Problem to work on => Reproduce exactly the lines below, from the first through the one containing "Every instance of the second", and nothing more.

The data =>

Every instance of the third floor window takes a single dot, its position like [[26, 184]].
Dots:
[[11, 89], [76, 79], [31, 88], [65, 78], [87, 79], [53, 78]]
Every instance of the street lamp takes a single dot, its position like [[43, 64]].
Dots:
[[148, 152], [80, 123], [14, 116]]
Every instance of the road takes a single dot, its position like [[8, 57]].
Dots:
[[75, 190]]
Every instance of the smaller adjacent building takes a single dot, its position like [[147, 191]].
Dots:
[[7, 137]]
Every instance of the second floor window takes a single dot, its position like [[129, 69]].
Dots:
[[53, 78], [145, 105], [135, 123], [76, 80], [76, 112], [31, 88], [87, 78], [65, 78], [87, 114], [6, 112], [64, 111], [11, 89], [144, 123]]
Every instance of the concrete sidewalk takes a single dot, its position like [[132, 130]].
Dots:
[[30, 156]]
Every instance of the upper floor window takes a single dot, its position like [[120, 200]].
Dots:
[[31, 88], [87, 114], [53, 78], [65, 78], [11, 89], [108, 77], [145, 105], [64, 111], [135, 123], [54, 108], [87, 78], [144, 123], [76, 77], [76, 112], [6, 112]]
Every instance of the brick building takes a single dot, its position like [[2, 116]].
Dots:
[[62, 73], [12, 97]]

Result of this task =>
Every instance of the third floor window takes a single dot, its position like [[26, 184]].
Dots:
[[11, 89], [76, 79], [31, 88], [65, 78], [87, 79], [53, 78]]
Every instance of the street lamp takes a single dot, its position like [[43, 64]].
Dots:
[[148, 152], [80, 123], [14, 116]]
Every instance of the road takes a single dot, its position like [[8, 57]].
Dots:
[[75, 190]]
Every instance of the smaller adjacent building takes a single dot, its position like [[147, 191]].
Dots:
[[7, 137]]
Every instance of the second floor window takes a single dot, its position like [[129, 69]].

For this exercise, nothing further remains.